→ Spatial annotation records

============================================================

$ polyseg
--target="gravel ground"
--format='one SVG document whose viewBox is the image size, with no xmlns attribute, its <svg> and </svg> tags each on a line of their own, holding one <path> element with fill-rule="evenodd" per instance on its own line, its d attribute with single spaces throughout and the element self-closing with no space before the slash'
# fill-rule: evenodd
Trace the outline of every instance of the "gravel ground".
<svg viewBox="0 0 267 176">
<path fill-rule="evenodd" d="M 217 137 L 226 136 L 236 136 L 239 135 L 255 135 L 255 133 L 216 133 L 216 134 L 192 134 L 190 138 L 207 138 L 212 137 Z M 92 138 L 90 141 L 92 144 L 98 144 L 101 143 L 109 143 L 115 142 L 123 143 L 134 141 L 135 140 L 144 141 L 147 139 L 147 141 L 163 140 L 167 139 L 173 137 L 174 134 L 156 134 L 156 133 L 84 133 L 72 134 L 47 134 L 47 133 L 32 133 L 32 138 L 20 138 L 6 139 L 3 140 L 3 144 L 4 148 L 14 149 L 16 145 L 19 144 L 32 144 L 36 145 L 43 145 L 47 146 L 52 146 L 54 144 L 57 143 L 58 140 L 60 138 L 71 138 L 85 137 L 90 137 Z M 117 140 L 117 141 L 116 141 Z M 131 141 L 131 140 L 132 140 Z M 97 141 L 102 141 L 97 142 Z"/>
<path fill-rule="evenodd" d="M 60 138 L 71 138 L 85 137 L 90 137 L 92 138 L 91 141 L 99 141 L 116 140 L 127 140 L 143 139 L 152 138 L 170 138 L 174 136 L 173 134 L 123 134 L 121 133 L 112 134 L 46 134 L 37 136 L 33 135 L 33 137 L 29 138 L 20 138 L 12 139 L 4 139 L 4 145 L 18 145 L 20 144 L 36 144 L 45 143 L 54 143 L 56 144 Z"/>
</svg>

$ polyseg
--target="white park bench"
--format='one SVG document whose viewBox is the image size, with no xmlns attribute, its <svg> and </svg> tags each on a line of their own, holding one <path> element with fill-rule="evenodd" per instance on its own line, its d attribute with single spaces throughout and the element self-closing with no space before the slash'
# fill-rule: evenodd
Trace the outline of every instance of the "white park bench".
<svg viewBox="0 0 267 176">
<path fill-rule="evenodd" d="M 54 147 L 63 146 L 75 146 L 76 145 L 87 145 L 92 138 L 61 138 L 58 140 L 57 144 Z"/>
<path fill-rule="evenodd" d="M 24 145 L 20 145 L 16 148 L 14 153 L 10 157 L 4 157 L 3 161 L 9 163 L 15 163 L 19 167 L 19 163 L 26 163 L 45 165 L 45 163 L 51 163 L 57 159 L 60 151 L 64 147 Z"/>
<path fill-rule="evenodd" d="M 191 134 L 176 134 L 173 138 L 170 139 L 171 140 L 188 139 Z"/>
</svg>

============================================================

→ EXERCISE INSTRUCTIONS
Collect every line of the records above that contains the string "gravel".

→ THE REPLY
--target="gravel ground"
Trace the outline of every instance of the "gravel ground".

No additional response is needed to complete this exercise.